Required work:
Please give the number of lines in the rows below that contain the string "cycling" with its capitalization matching exactly. Reply with that number alone.

[Region outline entries]

####

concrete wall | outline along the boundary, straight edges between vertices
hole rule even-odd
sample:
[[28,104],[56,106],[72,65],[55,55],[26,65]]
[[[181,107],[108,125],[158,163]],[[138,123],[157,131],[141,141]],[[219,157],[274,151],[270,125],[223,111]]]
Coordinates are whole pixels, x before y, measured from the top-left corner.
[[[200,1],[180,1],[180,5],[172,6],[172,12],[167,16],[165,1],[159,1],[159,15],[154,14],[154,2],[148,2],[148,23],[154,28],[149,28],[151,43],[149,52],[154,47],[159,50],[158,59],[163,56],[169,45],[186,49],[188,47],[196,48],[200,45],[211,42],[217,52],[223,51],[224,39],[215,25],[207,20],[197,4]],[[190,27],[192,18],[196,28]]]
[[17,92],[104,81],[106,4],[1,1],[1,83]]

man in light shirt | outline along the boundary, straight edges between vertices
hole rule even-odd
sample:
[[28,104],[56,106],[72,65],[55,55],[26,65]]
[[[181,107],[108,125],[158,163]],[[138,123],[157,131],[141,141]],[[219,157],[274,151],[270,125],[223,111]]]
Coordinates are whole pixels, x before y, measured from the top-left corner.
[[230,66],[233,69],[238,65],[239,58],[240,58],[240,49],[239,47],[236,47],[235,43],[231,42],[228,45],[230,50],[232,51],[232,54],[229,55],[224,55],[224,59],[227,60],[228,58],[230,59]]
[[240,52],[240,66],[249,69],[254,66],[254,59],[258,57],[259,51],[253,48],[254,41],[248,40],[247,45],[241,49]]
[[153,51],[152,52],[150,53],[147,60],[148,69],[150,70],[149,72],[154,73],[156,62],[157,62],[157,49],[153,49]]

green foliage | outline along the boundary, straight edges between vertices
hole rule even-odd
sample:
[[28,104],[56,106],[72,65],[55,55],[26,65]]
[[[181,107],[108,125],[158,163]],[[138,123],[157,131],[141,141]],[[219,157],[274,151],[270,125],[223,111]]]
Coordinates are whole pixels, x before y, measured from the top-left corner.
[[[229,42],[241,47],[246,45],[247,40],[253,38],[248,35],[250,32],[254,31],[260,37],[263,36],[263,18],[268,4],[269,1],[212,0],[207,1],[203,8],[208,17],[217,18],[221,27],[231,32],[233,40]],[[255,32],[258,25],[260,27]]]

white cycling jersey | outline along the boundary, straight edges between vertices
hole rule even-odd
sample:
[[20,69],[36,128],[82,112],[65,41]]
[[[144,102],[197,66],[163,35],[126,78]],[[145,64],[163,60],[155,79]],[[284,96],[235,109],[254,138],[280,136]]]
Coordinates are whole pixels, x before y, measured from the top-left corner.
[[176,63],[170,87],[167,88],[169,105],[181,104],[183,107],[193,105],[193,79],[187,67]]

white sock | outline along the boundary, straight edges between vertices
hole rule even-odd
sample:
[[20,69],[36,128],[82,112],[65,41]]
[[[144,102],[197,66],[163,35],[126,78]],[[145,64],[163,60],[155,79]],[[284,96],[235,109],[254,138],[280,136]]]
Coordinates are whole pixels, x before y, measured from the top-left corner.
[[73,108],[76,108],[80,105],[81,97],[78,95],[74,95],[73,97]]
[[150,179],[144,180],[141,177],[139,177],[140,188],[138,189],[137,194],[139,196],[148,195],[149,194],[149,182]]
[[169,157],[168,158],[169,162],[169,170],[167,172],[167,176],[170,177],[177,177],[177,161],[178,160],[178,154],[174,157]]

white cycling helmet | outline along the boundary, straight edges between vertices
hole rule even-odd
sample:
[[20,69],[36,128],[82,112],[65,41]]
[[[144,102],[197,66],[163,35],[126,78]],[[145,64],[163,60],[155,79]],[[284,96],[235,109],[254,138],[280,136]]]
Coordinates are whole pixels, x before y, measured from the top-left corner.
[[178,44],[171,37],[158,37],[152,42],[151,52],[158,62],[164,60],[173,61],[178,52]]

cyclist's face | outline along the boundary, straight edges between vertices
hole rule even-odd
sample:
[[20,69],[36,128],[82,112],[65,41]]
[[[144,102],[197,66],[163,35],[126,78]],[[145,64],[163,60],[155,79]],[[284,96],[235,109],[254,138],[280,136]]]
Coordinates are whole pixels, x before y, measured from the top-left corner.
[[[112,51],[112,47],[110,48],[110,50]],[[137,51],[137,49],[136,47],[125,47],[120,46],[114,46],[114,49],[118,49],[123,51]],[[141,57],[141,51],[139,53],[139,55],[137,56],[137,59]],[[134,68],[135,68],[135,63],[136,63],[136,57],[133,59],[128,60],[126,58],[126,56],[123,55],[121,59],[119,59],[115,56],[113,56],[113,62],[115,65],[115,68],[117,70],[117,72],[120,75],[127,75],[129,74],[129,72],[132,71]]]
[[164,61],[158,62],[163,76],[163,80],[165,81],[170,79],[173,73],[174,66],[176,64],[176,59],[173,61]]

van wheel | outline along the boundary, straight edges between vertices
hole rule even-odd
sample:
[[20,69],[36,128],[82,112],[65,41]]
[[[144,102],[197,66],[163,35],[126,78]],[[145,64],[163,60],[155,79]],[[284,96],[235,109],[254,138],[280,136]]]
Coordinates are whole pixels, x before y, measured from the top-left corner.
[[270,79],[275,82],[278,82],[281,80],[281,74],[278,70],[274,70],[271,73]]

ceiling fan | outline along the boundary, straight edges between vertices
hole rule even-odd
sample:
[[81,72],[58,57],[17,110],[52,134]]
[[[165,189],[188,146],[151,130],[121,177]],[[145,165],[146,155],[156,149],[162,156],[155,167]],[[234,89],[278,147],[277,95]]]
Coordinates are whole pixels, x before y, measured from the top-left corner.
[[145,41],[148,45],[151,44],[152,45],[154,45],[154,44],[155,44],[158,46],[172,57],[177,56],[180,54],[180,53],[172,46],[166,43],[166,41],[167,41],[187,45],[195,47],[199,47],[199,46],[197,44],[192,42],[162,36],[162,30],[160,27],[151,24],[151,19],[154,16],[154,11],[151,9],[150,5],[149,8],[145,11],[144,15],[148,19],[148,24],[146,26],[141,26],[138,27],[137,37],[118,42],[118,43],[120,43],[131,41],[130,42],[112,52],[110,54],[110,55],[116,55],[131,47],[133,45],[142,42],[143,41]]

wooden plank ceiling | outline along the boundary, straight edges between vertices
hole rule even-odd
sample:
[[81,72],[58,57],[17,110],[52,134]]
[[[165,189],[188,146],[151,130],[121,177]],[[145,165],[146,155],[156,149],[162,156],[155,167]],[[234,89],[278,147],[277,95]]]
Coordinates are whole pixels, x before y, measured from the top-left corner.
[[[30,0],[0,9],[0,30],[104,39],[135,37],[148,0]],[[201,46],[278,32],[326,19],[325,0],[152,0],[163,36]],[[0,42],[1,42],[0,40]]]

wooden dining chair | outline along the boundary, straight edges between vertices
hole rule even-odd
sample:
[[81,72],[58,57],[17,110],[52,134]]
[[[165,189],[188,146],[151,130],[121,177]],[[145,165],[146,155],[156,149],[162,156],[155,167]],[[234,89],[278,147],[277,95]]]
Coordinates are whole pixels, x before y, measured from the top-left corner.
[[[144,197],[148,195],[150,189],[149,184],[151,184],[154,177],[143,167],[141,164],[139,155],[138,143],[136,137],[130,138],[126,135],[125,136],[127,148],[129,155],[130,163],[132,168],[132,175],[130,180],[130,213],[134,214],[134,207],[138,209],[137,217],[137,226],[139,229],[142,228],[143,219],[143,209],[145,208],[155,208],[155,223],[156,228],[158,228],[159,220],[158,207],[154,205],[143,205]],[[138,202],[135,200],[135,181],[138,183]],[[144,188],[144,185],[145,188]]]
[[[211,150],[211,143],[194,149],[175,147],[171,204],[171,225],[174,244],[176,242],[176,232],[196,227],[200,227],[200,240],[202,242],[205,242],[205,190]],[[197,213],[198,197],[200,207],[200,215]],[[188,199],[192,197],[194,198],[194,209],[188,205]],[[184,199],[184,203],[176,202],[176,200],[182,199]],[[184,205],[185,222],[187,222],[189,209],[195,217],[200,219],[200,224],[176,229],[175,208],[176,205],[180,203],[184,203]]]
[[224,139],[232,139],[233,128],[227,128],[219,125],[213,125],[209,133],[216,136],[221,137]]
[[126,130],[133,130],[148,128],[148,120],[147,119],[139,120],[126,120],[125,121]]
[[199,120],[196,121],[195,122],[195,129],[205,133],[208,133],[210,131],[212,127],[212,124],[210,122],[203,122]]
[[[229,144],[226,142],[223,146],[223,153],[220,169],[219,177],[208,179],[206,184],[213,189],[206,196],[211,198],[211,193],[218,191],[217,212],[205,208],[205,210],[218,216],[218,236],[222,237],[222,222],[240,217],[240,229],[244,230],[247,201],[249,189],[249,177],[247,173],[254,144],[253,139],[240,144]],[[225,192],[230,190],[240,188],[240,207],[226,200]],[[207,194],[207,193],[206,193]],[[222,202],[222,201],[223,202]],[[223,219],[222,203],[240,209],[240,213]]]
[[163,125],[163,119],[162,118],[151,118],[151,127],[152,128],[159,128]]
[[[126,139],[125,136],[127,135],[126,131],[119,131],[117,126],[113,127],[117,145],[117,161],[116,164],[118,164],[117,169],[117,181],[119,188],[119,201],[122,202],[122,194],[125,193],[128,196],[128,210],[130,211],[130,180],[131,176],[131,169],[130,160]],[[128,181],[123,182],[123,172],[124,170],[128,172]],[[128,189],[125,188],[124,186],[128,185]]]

####

Complete answer:
2